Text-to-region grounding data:
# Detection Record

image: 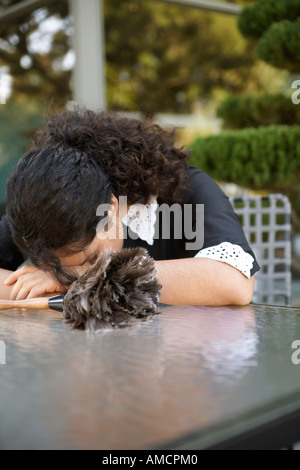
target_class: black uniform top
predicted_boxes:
[0,166,260,277]
[0,215,24,271]
[123,167,260,278]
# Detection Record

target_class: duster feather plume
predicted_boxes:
[63,247,162,331]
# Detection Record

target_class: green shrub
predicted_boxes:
[188,125,300,192]
[257,18,300,72]
[238,0,300,39]
[217,94,300,129]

= What is expected =
All of the records above are to be copied exactly, minus the pictures.

= Output of the task =
# Detection Record

image: 
target_class: black uniform top
predicted_boxes:
[0,166,260,277]
[0,215,24,271]
[123,167,260,278]
# Detection Record

target_class: duster feather plume
predicted_boxes:
[63,247,162,331]
# Detection Record

target_class: green shrub
predicted_boxes:
[188,125,300,192]
[257,18,300,72]
[238,0,300,39]
[217,94,300,129]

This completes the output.